Pull out and copy every line of the items below that contains the word "embroidery", treating uppercase and lowercase as different.
╭─ INFORMATION SHOWN
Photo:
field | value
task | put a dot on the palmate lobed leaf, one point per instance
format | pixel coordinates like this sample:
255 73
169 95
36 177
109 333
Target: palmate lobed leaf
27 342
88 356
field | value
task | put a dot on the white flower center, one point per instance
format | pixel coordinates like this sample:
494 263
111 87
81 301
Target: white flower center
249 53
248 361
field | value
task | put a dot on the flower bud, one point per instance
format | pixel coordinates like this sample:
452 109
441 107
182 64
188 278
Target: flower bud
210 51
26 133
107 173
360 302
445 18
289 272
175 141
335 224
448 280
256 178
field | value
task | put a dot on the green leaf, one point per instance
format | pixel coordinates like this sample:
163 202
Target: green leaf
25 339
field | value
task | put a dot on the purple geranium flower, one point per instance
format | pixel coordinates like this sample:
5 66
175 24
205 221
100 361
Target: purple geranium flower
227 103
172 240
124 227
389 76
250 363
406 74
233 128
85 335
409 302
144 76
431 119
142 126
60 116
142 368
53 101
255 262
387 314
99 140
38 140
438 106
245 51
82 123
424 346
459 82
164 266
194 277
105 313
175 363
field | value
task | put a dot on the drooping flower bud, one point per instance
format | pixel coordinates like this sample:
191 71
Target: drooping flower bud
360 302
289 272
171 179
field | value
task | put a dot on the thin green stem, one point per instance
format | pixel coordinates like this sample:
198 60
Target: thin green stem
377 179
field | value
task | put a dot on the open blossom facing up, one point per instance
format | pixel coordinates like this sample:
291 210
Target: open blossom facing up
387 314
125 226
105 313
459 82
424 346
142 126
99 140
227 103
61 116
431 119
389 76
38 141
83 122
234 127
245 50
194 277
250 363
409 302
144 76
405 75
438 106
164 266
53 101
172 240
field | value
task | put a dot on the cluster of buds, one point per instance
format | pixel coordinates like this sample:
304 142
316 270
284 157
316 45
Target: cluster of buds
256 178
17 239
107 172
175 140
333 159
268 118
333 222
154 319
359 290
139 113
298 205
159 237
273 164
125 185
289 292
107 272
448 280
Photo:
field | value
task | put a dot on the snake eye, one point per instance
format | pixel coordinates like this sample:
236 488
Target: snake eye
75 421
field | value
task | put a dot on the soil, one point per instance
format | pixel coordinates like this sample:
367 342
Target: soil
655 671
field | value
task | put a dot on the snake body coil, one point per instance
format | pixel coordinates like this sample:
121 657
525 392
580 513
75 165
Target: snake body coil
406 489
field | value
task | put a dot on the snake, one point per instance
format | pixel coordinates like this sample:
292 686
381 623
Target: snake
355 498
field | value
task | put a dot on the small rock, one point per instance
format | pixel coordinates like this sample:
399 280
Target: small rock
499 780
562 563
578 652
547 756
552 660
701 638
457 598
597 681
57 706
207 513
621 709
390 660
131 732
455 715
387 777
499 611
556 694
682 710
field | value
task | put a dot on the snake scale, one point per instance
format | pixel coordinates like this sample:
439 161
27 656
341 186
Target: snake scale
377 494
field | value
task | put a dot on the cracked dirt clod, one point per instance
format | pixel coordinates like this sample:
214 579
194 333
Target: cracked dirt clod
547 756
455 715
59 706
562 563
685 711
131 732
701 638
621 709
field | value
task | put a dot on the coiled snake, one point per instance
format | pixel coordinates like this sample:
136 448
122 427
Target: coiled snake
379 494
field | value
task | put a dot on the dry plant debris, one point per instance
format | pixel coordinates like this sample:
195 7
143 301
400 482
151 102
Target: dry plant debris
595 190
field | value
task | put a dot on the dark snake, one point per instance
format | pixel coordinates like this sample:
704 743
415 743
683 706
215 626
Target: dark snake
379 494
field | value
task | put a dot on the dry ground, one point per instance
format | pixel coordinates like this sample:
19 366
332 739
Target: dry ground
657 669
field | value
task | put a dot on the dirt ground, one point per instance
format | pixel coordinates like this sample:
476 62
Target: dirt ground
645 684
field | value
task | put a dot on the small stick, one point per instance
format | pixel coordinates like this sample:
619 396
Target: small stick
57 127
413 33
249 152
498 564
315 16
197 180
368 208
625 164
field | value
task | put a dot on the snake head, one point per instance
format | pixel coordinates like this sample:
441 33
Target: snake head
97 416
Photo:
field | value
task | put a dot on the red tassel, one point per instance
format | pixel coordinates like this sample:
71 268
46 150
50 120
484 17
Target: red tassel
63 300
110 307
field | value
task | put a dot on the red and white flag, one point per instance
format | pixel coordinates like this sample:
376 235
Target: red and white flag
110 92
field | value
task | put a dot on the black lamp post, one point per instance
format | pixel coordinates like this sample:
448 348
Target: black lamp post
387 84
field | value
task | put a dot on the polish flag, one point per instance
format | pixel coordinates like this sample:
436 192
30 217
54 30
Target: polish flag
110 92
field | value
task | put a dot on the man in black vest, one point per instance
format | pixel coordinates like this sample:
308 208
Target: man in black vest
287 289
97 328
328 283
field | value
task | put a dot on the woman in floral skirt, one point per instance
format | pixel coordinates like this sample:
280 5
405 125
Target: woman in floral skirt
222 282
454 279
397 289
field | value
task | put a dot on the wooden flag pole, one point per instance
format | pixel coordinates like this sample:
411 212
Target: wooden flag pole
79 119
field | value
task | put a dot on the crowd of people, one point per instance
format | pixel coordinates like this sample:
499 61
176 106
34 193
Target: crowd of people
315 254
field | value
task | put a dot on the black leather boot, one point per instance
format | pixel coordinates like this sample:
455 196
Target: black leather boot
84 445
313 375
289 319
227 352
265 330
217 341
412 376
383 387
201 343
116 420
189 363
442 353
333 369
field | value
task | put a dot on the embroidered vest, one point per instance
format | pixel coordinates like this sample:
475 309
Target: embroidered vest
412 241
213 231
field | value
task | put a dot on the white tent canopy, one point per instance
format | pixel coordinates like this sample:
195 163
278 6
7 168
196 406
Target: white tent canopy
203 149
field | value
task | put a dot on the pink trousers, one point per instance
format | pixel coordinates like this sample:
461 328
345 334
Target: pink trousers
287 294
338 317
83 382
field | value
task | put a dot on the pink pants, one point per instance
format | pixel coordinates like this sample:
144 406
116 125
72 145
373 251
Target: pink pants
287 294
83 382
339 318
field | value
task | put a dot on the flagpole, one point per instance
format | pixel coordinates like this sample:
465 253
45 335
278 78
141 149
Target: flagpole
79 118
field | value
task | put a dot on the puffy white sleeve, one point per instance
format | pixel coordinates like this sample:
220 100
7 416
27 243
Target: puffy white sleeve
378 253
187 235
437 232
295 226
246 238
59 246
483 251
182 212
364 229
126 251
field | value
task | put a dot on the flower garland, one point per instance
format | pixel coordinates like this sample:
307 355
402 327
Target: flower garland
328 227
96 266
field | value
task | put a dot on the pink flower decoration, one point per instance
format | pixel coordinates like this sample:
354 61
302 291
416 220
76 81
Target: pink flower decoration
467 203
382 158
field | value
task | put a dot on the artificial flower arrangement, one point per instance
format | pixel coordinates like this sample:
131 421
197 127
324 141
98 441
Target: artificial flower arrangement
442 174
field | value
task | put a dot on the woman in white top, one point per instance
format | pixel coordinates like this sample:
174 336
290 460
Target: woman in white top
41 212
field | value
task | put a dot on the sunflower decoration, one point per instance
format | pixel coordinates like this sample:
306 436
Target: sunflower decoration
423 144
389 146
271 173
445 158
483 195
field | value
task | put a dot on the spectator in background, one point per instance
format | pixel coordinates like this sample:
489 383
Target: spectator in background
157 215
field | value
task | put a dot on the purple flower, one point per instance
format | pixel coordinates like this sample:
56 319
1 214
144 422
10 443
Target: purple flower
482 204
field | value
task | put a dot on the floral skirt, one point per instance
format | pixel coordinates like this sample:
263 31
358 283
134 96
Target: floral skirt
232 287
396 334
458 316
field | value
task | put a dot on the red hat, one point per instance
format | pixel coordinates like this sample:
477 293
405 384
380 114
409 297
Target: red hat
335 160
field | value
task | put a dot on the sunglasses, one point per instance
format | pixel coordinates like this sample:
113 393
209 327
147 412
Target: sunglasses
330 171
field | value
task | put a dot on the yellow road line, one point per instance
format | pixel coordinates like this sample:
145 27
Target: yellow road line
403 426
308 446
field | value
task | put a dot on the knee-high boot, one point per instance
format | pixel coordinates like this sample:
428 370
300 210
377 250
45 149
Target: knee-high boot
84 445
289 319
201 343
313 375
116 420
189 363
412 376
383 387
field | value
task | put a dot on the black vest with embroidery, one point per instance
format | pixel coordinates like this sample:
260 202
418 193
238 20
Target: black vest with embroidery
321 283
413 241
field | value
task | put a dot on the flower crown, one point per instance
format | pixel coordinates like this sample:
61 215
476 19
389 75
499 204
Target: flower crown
╰─
**OUTPUT FOR THIS EXERCISE:**
task | put a dot on the black vest with embroidery, one point per instance
Target: black vest with embroidery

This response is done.